=== DIRECTIVE ===
Below are some entries. Set down again, unchanged, the lines beginning with the one that contains "Target: girl's dark hair" and continuing through the end of the entries, with both ends included.

=== GIVEN INFORMATION ===
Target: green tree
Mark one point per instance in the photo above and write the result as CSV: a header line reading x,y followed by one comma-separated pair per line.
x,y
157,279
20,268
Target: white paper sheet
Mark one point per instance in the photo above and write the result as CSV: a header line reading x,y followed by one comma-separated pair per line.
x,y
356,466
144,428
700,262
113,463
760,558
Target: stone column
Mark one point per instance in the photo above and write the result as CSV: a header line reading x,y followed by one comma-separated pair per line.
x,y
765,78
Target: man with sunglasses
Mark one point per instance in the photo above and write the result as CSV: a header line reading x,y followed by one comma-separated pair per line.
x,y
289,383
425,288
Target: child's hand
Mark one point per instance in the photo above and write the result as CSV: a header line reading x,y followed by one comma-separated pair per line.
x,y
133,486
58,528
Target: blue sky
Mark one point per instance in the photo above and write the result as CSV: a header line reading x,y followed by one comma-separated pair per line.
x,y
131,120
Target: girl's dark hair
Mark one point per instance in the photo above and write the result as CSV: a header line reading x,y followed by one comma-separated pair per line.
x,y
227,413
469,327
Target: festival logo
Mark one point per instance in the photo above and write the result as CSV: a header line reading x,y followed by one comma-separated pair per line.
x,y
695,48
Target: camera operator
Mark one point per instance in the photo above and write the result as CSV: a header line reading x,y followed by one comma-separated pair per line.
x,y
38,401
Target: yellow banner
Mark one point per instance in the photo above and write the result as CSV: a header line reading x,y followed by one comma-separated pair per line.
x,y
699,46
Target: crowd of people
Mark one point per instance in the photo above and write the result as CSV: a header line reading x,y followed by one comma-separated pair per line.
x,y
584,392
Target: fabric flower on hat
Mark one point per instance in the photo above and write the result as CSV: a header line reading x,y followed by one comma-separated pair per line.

=== RESULT FOR THIS EXERCISE ===
Target: girl's dark hair
Mark one point per instance in the photo above and write the result as CSV: a header line reading x,y followed by one comma-separated pair per line.
x,y
227,413
469,327
Target: festival logo
Mark one point per instance in the photo above and write the result as CSV: a header line reading x,y followed by one comma-separated pair per line.
x,y
695,48
Target: camera operator
Mark one point per instance in the photo above and write the result as CSV: a header line reading x,y followed by one comma-separated pair per line.
x,y
38,401
Target: yellow banner
Mark one point per instance in the photo above and write the result as CSV: a header line reading x,y followed by one comma-separated pair per line.
x,y
699,46
Target: crowd of people
Mark one point per instance in the photo above and write the result as CSV: a header line reading x,y followed by one comma-separated pair per line.
x,y
584,392
Target: fabric flower on hat
Mark one point per instance in the photo above and write the result as CSV: a header line reading x,y followed by one comma-separated pair per line.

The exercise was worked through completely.